*** THE INPUT ***

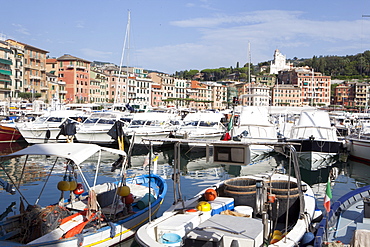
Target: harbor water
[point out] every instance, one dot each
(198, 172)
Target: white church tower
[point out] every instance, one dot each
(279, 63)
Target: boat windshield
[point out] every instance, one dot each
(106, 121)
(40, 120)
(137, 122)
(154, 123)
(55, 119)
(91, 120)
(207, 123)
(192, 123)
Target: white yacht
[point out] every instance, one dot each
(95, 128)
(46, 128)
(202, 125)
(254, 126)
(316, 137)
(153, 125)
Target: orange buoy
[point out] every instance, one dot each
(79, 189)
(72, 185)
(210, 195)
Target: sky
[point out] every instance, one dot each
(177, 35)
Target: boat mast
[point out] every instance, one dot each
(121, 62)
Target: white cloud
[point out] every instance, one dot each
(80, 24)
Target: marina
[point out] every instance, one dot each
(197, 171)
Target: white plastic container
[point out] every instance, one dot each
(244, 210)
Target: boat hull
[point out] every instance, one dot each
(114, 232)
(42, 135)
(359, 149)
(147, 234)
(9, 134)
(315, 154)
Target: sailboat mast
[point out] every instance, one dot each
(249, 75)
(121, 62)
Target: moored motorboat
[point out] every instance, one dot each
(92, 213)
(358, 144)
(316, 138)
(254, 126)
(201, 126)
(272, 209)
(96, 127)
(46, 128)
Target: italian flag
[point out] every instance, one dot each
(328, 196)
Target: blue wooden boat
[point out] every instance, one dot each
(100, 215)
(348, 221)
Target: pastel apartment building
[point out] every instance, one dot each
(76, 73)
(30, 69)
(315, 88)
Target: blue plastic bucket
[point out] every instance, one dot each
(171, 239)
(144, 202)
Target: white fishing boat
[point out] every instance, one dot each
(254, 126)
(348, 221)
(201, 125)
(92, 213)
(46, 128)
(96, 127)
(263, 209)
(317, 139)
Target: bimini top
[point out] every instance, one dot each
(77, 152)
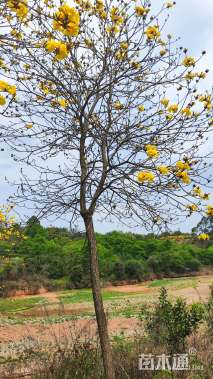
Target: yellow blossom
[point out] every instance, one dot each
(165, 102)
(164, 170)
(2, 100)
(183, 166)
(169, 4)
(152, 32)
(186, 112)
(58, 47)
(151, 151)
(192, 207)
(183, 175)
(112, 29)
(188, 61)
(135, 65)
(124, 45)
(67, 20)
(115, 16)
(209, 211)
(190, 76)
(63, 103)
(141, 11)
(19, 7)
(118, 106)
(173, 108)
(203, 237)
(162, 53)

***
*** THE INPUT ***

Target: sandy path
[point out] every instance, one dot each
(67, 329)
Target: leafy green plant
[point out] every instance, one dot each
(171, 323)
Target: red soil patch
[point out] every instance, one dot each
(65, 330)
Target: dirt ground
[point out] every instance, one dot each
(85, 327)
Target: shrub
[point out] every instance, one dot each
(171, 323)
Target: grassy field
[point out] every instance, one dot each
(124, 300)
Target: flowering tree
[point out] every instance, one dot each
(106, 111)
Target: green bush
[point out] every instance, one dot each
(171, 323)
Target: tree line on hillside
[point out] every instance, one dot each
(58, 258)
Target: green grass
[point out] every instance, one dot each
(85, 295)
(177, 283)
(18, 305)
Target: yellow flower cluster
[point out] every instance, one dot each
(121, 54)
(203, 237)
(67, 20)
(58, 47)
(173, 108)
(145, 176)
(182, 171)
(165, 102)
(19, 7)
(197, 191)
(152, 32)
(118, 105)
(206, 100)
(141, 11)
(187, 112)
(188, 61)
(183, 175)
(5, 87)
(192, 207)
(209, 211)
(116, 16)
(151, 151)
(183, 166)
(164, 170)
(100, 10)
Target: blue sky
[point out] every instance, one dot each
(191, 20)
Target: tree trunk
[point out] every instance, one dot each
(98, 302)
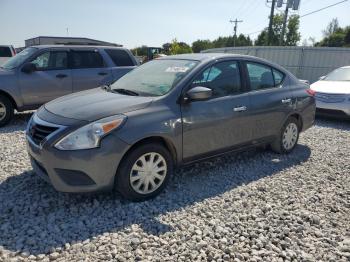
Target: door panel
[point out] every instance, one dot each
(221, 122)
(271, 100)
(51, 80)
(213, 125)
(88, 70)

***

### WHAT THE EXERCISE ASKS
State how many lines of the entries above contain the word "plastic". Give only the number.

### EXERCISE SOLUTION
2